- **RECORDS PROVIDED**:
+++++

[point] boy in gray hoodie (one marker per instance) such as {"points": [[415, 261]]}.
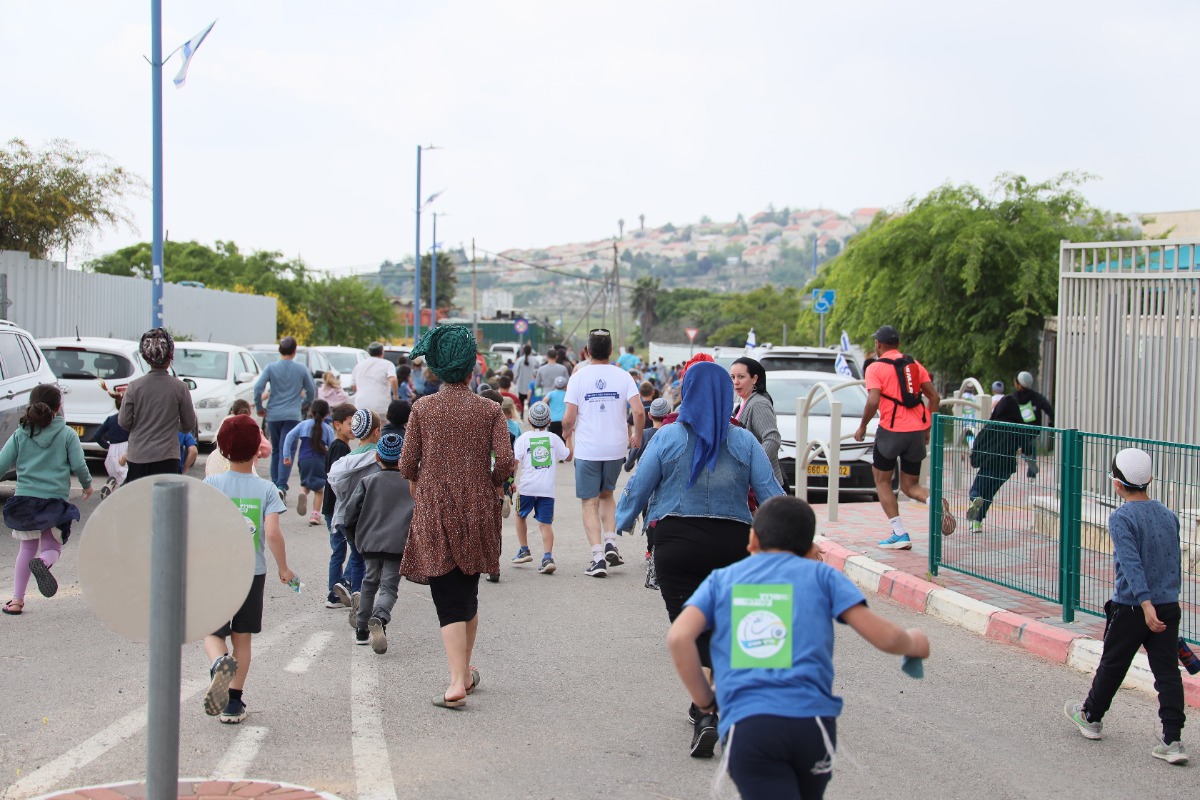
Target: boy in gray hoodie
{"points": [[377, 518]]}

+++++

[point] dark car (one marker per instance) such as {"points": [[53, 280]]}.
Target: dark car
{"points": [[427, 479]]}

+++++

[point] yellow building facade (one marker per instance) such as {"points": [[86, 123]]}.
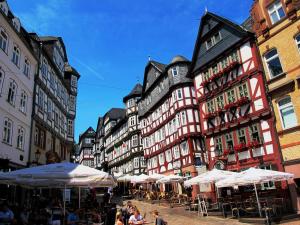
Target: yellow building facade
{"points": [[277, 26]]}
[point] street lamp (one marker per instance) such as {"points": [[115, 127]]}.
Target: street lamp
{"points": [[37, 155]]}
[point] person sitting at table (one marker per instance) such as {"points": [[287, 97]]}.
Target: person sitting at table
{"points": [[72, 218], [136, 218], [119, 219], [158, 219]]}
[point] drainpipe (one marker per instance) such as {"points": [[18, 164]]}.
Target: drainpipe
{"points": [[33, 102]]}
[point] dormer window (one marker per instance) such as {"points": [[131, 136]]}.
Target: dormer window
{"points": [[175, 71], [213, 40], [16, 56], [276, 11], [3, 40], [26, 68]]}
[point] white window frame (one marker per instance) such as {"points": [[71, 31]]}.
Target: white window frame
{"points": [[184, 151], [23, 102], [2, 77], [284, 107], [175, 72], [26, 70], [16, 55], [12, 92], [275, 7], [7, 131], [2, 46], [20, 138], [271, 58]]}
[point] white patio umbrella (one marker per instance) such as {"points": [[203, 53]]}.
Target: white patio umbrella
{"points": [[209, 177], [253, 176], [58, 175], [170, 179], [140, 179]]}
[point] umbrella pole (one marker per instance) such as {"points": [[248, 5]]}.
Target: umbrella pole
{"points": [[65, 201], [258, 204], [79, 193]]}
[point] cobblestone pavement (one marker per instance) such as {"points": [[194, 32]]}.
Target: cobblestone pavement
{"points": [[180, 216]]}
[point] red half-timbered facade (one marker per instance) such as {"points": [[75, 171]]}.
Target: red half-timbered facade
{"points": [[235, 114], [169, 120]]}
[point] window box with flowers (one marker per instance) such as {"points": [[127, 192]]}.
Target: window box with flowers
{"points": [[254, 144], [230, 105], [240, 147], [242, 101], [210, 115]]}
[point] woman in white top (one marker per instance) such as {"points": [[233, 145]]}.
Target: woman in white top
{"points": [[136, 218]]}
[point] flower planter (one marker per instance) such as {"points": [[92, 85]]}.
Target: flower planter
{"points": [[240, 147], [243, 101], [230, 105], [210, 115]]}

+++++

- **EXERCISE INSTRUCTIONS**: Copy back the listing above exactly, but only from the line with "Target: person sitting at table" through the line with "[point] white patio", both ends included.

- **ANSWER TO THE PROBLEM**:
Target: person sitting at table
{"points": [[72, 218], [136, 218], [119, 219], [158, 219]]}
[point] drainpipe (one marker per instance) such as {"points": [[18, 164]]}.
Target: drainpipe
{"points": [[33, 102]]}
[point] dormer window (one marker per instance) such as {"points": [[131, 136]]}.
Target: dormer window
{"points": [[175, 71], [213, 40], [16, 56], [276, 11], [3, 40], [26, 68]]}
[point] white window frame (one marker per instance) such as {"points": [[71, 31]]}.
Target: white window frame
{"points": [[184, 151], [23, 102], [2, 77], [284, 107], [175, 72], [26, 70], [16, 55], [12, 92], [275, 7], [7, 131], [2, 46], [20, 138], [271, 58]]}
[point] white patio umbrella (one marker per instance) such as {"points": [[203, 53]]}.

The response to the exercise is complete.